- [Items from a dataset]:
******************************

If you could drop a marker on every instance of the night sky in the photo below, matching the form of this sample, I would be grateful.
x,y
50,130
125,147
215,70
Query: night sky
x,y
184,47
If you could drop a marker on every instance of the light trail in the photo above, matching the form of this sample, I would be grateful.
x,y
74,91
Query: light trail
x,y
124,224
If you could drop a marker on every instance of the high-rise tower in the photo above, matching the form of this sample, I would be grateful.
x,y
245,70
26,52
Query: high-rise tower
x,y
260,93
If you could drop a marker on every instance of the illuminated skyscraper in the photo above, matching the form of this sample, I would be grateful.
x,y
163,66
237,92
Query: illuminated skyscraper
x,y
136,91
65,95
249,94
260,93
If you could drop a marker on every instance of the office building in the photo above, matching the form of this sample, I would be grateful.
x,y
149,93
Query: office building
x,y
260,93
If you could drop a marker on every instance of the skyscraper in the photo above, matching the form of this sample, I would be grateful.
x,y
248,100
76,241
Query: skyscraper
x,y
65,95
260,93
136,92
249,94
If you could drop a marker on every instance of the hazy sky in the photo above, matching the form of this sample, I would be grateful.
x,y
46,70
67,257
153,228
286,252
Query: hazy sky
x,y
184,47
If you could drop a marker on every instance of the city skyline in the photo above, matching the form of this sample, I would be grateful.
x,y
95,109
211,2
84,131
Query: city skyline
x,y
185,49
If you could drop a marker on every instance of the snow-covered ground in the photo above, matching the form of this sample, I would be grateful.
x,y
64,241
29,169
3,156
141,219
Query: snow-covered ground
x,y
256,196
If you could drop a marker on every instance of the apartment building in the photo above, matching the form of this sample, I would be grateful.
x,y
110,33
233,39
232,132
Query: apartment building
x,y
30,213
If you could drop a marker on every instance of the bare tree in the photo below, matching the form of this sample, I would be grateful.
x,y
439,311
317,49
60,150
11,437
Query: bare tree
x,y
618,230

******************************

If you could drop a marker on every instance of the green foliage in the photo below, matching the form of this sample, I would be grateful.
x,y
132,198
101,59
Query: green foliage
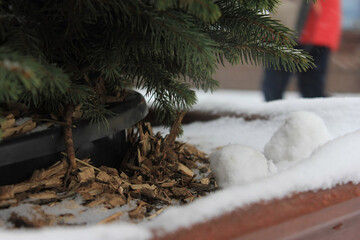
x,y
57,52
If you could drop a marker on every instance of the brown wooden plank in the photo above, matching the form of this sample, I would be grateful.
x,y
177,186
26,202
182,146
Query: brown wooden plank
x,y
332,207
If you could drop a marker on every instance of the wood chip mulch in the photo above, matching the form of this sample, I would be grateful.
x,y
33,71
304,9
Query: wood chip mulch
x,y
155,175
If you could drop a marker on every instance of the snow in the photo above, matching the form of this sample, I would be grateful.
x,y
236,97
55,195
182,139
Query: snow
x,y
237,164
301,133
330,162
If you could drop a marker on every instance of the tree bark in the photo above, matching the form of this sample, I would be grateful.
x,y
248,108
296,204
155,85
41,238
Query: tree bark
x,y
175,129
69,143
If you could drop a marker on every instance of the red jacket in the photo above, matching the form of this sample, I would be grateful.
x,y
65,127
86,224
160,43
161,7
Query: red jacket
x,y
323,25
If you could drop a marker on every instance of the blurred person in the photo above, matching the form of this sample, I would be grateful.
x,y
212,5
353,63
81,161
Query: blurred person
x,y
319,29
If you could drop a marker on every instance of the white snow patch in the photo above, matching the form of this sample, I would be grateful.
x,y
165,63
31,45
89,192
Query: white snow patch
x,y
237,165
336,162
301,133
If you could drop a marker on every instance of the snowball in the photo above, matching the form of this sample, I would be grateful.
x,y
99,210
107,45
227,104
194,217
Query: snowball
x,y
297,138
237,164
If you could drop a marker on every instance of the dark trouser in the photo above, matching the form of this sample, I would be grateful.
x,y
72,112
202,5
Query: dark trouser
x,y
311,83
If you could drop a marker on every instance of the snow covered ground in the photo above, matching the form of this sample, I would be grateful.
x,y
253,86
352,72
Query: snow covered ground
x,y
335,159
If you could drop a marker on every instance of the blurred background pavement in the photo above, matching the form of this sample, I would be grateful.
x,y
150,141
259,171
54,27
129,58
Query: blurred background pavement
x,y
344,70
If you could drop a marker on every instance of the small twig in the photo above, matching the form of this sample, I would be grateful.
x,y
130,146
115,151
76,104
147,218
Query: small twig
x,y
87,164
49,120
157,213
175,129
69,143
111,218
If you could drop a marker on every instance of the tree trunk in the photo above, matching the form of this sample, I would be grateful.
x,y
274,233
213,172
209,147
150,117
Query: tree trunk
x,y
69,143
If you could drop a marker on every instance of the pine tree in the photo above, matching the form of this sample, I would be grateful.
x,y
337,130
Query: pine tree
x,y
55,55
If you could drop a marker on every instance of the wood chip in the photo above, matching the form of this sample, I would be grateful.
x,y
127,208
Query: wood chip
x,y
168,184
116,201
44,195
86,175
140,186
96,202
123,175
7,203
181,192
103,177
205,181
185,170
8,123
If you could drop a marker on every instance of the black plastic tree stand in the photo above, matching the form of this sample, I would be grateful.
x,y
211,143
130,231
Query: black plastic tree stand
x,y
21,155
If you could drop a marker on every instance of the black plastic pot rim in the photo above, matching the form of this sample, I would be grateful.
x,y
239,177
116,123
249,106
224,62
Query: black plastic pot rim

******************************

- [SHORT PROBLEM]: Show each line of the records above that contains the string "background". Case counts.

- [EXERCISE SOLUTION]:
If you could drop a marker on every instance of the blurred background pavement in the photo above, matching the form of this sample, I would be grateful.
Query: blurred background pavement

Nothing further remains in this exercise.